Required action 1: In the passage on Haakon Breien Benestad, reproduce the stretch from "Benestad also held" through "under Geir Ellingsrud.", replacing "prorector" with "vice-rector".
Required action 2: According to the passage on Haakon Breien Benestad, in what year did he become professor of cell physiology?

Passage for review:
# # #

= Haakon Breien Benestad =

Norwegian physiologist

Haakon Breien Benestad (born 23 October 1940) is a Norwegian physiologist and hematologist.

He was born in Oslo as a son of chief physician Gunnar Benestad and Liv Ingeborg Breien. The family moved to Haugesund. He graduated from the University of Oslo with the cand.med. degree in 1965, and held early-career posts as a physician, among others in Haugesund and Tana before becoming a research fellow at the University of Oslo's Institute of Physiology in 1968.

His research being supervised by Arne Bøyum, Benestad took the dr.med. degree in 1972 with the thesis Murine haematopoiesis studied with the diffusion chamber technique. He promptly became an associate professor, advancing to professor of cell physiology in 1990.

He sat on the editorial board of Experimental Hematology from 1981 to 1983, penned numerous articles and wrote the textbook Anatomi, fysiologi og immunologi with Jens-Gustav Iversen in 1986. Among students, Benestad and Iversen were also known for a compendium on basic research and science. He wrote 150 columns for the Journal of the Norwegian Medical Association. He was inducted into the Norwegian Academy of Science and Letters in 1994.

Benestad also held numerous posts within the university administration. He was the director of the Institute of Physiology from 1984 to 1987, sat on the University of Oslo board (the Academic College) from 1990, and was the prorector from 2006 to 2009 under Geir Ellingsrud.

Benestad was married twice, settling at Fossum in Bærum.

# # #

Stored data:
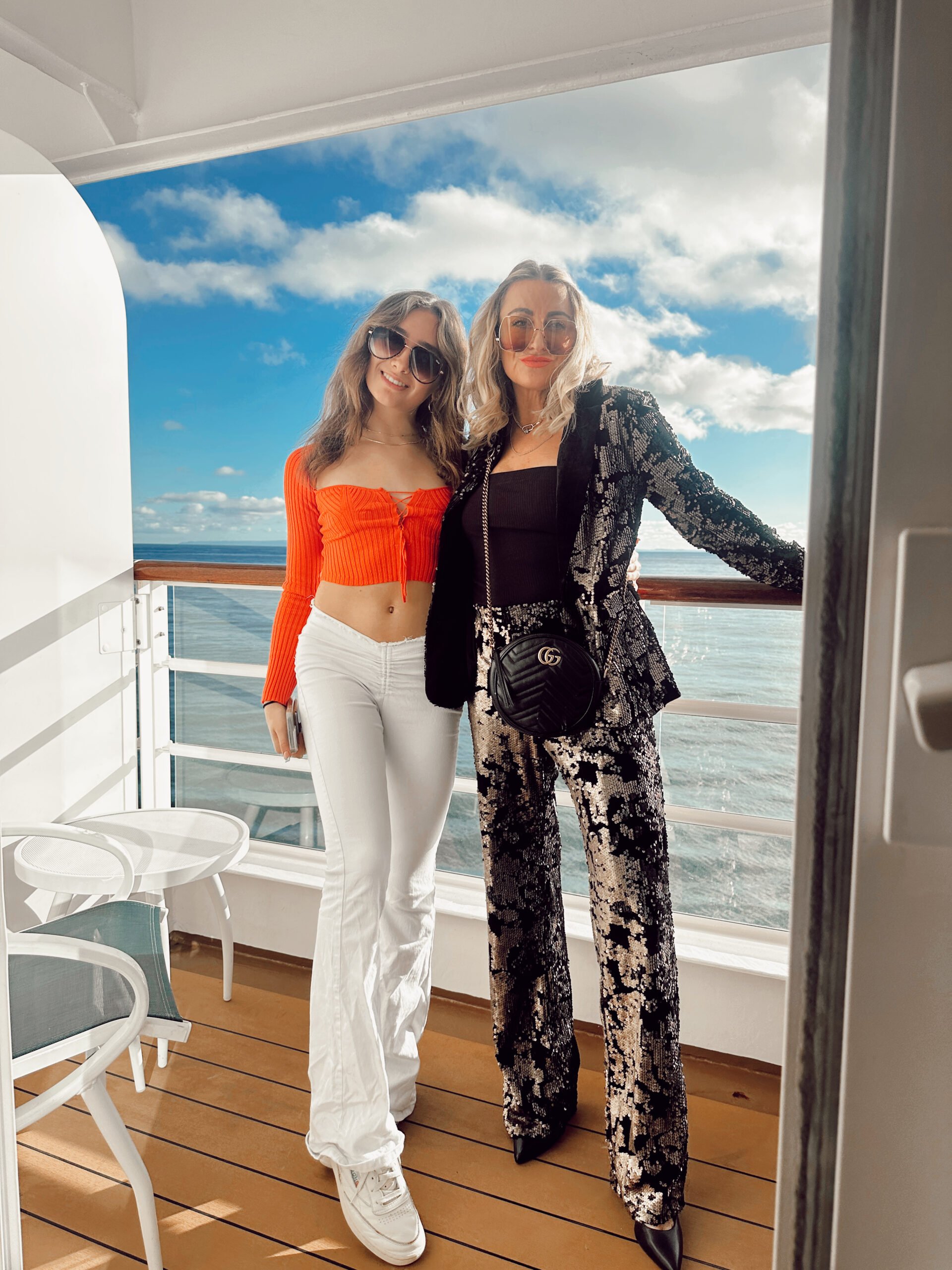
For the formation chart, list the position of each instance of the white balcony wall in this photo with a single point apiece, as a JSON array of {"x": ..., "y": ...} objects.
[{"x": 67, "y": 709}]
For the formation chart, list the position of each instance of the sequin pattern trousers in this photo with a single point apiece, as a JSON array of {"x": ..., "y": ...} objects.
[{"x": 615, "y": 780}]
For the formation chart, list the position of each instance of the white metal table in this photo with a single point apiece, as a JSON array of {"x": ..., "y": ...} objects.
[{"x": 168, "y": 846}]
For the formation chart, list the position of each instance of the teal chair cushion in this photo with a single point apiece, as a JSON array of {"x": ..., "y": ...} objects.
[{"x": 53, "y": 999}]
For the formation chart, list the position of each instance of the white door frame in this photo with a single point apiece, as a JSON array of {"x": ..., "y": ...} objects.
[
  {"x": 10, "y": 1239},
  {"x": 865, "y": 1157}
]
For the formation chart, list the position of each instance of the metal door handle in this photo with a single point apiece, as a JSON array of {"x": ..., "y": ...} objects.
[{"x": 928, "y": 691}]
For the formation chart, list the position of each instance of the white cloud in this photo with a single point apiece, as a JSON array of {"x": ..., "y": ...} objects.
[
  {"x": 708, "y": 180},
  {"x": 223, "y": 505},
  {"x": 697, "y": 390},
  {"x": 192, "y": 284},
  {"x": 276, "y": 355},
  {"x": 228, "y": 216},
  {"x": 200, "y": 511}
]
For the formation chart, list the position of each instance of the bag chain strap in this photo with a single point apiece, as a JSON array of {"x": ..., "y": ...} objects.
[{"x": 485, "y": 557}]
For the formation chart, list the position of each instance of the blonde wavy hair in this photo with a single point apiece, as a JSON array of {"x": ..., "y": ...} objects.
[
  {"x": 348, "y": 403},
  {"x": 488, "y": 391}
]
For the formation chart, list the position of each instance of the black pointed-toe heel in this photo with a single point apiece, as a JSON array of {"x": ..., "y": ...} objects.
[
  {"x": 530, "y": 1148},
  {"x": 664, "y": 1248}
]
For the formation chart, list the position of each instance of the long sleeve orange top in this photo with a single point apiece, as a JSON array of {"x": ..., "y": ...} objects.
[{"x": 348, "y": 535}]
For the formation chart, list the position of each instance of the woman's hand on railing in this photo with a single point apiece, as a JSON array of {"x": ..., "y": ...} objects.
[
  {"x": 634, "y": 567},
  {"x": 276, "y": 718}
]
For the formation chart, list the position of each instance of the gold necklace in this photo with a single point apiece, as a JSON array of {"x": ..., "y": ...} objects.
[
  {"x": 521, "y": 452},
  {"x": 391, "y": 445}
]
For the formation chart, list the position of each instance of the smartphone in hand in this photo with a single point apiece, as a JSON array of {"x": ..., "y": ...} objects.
[{"x": 294, "y": 728}]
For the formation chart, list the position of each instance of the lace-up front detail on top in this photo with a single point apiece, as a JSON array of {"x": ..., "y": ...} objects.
[{"x": 352, "y": 536}]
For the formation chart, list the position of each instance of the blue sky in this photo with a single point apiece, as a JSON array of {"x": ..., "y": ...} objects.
[{"x": 686, "y": 205}]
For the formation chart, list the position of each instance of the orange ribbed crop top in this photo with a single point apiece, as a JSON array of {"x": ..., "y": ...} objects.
[{"x": 348, "y": 535}]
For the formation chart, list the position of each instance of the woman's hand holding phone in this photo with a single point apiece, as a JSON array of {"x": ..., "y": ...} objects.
[{"x": 277, "y": 718}]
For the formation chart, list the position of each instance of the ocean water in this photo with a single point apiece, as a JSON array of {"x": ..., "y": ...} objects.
[{"x": 722, "y": 654}]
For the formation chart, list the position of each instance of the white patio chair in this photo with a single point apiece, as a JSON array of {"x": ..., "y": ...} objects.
[
  {"x": 51, "y": 835},
  {"x": 94, "y": 981}
]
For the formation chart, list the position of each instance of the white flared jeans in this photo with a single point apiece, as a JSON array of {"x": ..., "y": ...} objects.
[{"x": 384, "y": 761}]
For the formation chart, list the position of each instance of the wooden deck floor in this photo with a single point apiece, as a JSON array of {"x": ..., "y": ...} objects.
[{"x": 221, "y": 1133}]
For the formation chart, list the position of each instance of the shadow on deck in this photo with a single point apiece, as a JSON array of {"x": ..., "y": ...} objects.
[{"x": 221, "y": 1133}]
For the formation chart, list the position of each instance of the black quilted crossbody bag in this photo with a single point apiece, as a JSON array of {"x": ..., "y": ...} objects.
[{"x": 545, "y": 685}]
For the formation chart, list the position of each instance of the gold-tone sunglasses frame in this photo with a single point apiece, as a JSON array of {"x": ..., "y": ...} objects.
[{"x": 499, "y": 328}]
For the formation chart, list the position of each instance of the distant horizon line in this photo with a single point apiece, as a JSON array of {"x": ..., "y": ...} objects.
[{"x": 264, "y": 543}]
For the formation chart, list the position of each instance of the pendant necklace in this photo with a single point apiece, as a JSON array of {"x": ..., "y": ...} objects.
[{"x": 532, "y": 447}]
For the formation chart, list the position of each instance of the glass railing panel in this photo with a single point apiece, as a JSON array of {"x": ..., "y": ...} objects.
[
  {"x": 223, "y": 624},
  {"x": 731, "y": 653},
  {"x": 739, "y": 654},
  {"x": 220, "y": 710},
  {"x": 277, "y": 806},
  {"x": 726, "y": 765},
  {"x": 730, "y": 876}
]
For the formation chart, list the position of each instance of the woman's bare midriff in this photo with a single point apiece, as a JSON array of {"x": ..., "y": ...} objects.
[{"x": 379, "y": 611}]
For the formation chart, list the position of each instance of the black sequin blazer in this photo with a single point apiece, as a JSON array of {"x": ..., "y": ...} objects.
[{"x": 619, "y": 451}]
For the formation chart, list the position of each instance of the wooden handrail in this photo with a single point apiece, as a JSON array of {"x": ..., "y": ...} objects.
[{"x": 670, "y": 591}]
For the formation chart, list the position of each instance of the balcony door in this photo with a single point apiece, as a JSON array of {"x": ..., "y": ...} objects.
[{"x": 867, "y": 1124}]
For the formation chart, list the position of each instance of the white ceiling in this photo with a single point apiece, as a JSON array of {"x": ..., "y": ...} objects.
[{"x": 110, "y": 87}]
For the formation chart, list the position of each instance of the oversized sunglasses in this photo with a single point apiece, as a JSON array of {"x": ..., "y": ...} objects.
[
  {"x": 385, "y": 342},
  {"x": 517, "y": 332}
]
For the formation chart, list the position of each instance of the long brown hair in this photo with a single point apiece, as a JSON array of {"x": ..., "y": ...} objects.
[
  {"x": 348, "y": 403},
  {"x": 488, "y": 390}
]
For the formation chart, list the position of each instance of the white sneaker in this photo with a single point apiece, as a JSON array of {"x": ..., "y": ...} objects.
[{"x": 380, "y": 1210}]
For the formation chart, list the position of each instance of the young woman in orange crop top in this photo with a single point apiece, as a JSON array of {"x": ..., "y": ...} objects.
[{"x": 365, "y": 504}]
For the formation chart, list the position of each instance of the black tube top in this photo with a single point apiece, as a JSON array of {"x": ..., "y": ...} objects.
[{"x": 522, "y": 538}]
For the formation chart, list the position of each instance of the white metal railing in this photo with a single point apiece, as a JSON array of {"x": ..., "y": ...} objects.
[{"x": 158, "y": 749}]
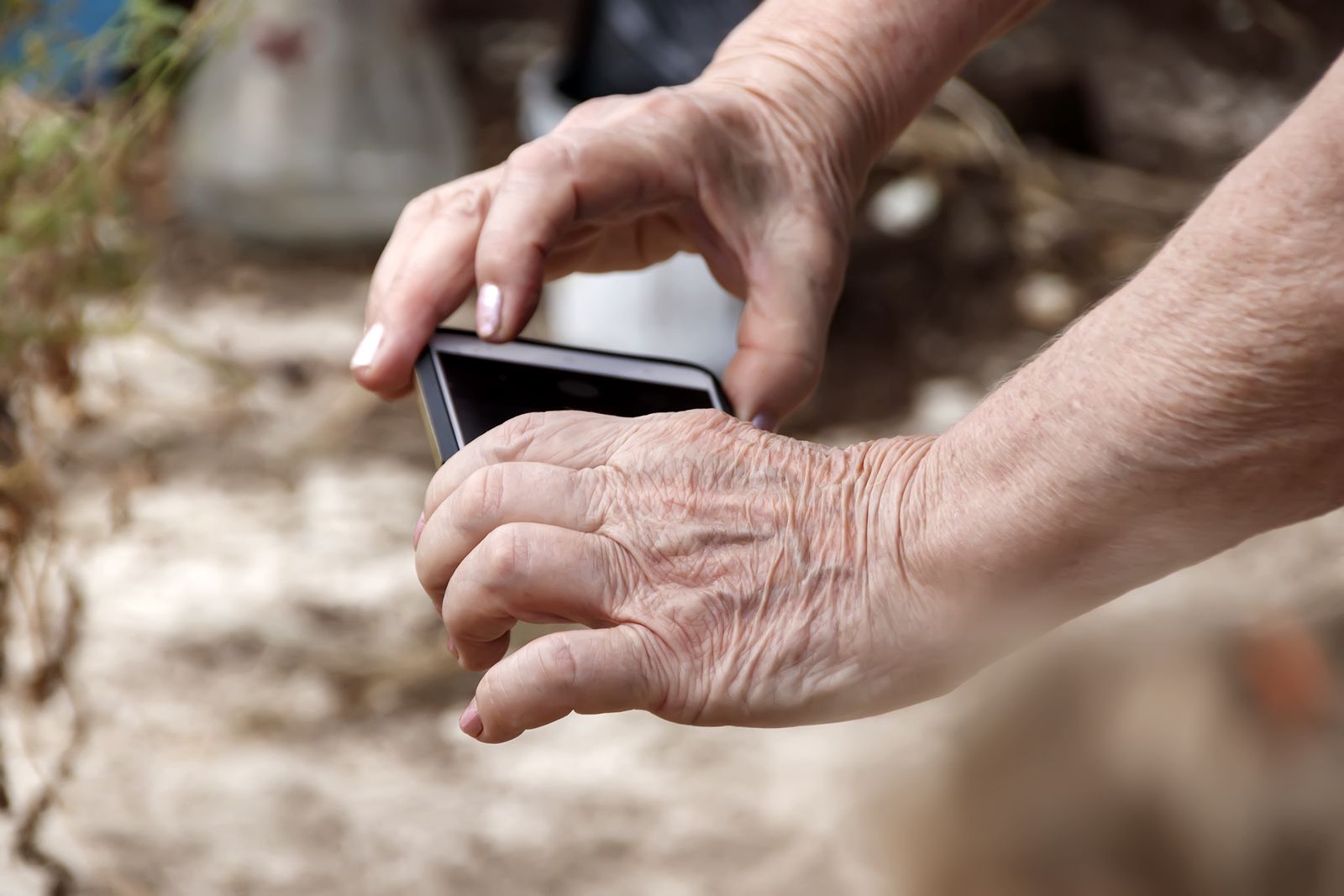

# # #

Task output 1:
Benestad also held numerous posts within the university administration. He was the director of the Institute of Physiology from 1984 to 1987, sat on the University of Oslo board (the Academic College) from 1990, and was the vice-rector from 2006 to 2009 under Geir Ellingsrud.

Task output 2: 1990